▶ **Your assignment**
Using the data below, gather each line that includes the word "kite".

===== Given entries

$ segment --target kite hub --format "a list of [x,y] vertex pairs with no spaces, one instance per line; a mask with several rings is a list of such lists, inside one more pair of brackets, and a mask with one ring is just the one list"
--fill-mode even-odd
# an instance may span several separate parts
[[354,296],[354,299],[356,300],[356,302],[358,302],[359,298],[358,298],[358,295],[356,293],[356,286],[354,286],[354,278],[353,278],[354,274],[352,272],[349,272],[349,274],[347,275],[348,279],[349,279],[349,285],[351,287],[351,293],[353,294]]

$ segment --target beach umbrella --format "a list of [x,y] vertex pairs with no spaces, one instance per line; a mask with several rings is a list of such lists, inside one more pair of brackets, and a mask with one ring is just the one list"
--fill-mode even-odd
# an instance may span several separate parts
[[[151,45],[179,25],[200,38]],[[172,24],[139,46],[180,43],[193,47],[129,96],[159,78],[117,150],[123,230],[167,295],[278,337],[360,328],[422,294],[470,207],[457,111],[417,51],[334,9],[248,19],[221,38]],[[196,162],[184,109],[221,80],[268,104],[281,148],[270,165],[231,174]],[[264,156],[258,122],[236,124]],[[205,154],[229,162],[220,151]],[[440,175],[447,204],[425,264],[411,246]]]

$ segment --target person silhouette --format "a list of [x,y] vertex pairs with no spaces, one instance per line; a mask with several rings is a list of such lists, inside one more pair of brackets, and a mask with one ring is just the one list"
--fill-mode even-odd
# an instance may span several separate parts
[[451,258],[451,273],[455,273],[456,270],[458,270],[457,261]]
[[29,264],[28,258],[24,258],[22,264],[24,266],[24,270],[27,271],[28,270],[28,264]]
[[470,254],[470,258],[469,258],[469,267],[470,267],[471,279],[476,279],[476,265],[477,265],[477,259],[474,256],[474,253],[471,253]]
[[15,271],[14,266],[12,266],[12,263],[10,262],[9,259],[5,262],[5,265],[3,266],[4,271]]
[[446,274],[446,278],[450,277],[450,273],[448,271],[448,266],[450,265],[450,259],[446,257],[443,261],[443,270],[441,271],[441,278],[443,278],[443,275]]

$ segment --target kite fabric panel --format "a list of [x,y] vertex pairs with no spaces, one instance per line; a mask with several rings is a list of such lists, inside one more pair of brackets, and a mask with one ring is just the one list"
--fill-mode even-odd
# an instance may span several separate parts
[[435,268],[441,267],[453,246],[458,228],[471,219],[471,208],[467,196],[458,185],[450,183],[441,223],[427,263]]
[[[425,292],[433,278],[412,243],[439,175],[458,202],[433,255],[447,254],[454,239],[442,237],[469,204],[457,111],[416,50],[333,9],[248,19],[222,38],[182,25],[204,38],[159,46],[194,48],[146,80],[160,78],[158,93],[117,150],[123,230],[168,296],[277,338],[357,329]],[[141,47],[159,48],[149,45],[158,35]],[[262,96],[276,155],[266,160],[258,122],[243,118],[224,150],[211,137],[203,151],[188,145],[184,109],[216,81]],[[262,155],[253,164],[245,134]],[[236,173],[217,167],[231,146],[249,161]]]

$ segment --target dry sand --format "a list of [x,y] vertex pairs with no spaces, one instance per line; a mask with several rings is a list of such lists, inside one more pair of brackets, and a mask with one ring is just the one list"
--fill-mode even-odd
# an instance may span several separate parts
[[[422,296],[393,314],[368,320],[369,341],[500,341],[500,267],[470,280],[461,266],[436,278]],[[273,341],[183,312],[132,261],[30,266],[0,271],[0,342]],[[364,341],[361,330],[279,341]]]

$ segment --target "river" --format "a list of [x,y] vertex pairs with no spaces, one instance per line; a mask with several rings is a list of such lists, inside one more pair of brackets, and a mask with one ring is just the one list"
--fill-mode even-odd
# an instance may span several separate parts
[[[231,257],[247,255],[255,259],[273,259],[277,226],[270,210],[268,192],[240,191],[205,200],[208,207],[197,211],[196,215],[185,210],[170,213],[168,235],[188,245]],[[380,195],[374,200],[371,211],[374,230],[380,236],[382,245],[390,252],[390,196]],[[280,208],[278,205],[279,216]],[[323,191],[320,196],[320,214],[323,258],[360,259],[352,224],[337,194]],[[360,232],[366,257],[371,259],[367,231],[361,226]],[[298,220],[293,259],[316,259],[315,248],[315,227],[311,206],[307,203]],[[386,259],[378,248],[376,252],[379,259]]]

==========

▶ **Reply to the exercise**
$ segment --target kite hub --format "a list of [x,y] vertex pairs with no spaces, one instance per line; a mask with several rings is a list of such lists, inside one more pair of brackets, and a mask with one ring is just the one list"
$ segment --target kite fabric panel --format "a list of [x,y] vertex pairs with no spaces, one instance per line; a mask with several rings is a list of such lists, inside one more pair of brackets, and a mask with one ring is just the one list"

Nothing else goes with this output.